[Stored data]
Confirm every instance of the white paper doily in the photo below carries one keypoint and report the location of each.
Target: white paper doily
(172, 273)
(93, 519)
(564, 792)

» Goal of the exercise
Print the lines above again, word for word, without changing anything.

» Solution to this exercise
Confirm every instance of the white paper doily in the photo below carries one keypoint and report the location of each.
Target: white paper doily
(172, 273)
(93, 519)
(564, 792)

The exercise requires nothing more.